AIM OF THE EXERCISE:
Copy out the passage on Rosh Hashanah word for word, from its opening sentence to its final one.

The Jewish New Year, Rosh Hashanah will begin at sundown on Friday, September 18. At its core is the teaching that G-d gives second chances and invites everyone to do the same.
In Hebrew, “rosh” means “head.” The prefix “ha” means “the,” and “shanah” means “year.” Therefore, Rosh Hashanah means “Head of the Year” and represents the celebration of the beginning of the Jewish New Year. L’Shanah Tovah Tikateiv Veteichateim is the traditional Rosh Hashanah greeting, wishing others a good year, and it is often shortened to “L’Shanah Tovah” (Good Year).
Rosh Hashanah is considered the anniversary of the creation of Adam and Eve. It is the birthday of mankind, highlighting the special relationship between G‑d and humanity. Orthodox Jews use G-d because they believe that God’s name is holy and should not be said by humans.
Normally, as the old year goes out, observers start the holiday by going to the synagogue the evening before Rosh Hashanah and come home to have a Yom Tov (holiday) meal.
However this year, the celebration will largely take place in people’s homes, online or in outdoor locations because of the coronavirus pandemic. Jewish organization UJA-Federation is providing more than 30 outdoor locations to hear the Shofar, the sounding of the ram’s horn, on Sunday.
The cry of the shofar is a call to repentance, as the holiday is also the anniversary of man’s first sin and his subsequent repentance. Therefore, Rosh Hashanah also serves as the first of the “Ten Days of Repentance” which will culminate in Yom Kippur, the Day of Atonement.

DATASET CONTENT:
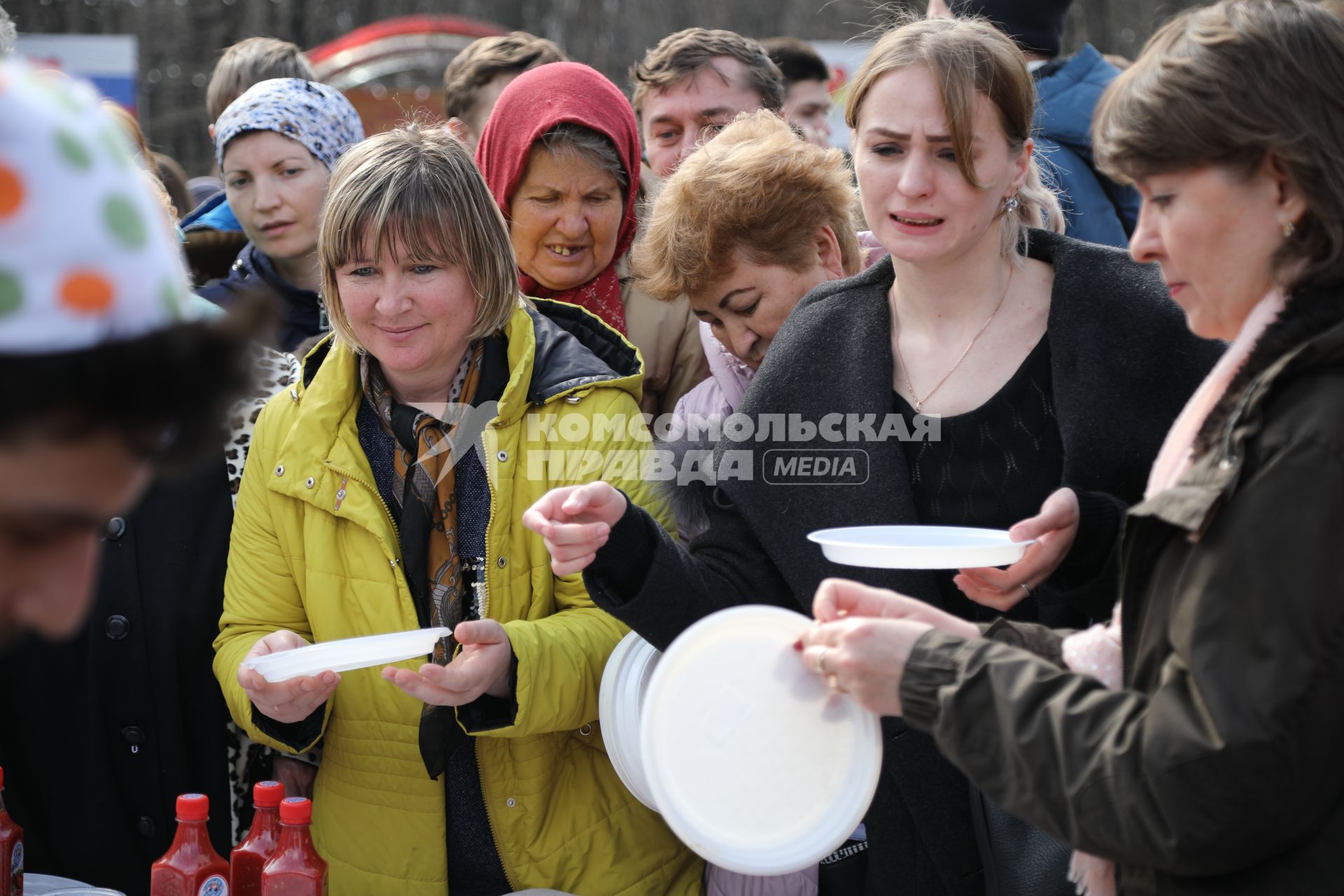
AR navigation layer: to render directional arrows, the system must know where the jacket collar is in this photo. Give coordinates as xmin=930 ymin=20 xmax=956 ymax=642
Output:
xmin=1130 ymin=288 xmax=1344 ymax=531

EXERCISE ANSWER:
The Jewish New Year, Rosh Hashanah will begin at sundown on Friday, September 18. At its core is the teaching that G-d gives second chances and invites everyone to do the same.
In Hebrew, “rosh” means “head.” The prefix “ha” means “the,” and “shanah” means “year.” Therefore, Rosh Hashanah means “Head of the Year” and represents the celebration of the beginning of the Jewish New Year. L’Shanah Tovah Tikateiv Veteichateim is the traditional Rosh Hashanah greeting, wishing others a good year, and it is often shortened to “L’Shanah Tovah” (Good Year).
Rosh Hashanah is considered the anniversary of the creation of Adam and Eve. It is the birthday of mankind, highlighting the special relationship between G‑d and humanity. Orthodox Jews use G-d because they believe that God’s name is holy and should not be said by humans.
Normally, as the old year goes out, observers start the holiday by going to the synagogue the evening before Rosh Hashanah and come home to have a Yom Tov (holiday) meal.
However this year, the celebration will largely take place in people’s homes, online or in outdoor locations because of the coronavirus pandemic. Jewish organization UJA-Federation is providing more than 30 outdoor locations to hear the Shofar, the sounding of the ram’s horn, on Sunday.
The cry of the shofar is a call to repentance, as the holiday is also the anniversary of man’s first sin and his subsequent repentance. Therefore, Rosh Hashanah also serves as the first of the “Ten Days of Repentance” which will culminate in Yom Kippur, the Day of Atonement.